## Description of the task
Please copy out the records below with "small unripe berry" swapped for "small green berry" everywhere it appears and nothing else changed. Leave the pictures out.

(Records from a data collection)
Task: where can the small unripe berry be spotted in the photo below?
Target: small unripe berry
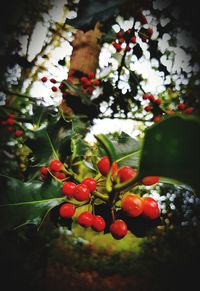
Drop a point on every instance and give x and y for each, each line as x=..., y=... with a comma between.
x=85, y=219
x=67, y=210
x=98, y=223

## Final result
Task: where can the small green berry be spotted in the photo below?
Target: small green berry
Drop a point on every instance and give x and y for each, each line as x=..., y=... with a comma between.
x=85, y=219
x=67, y=210
x=98, y=223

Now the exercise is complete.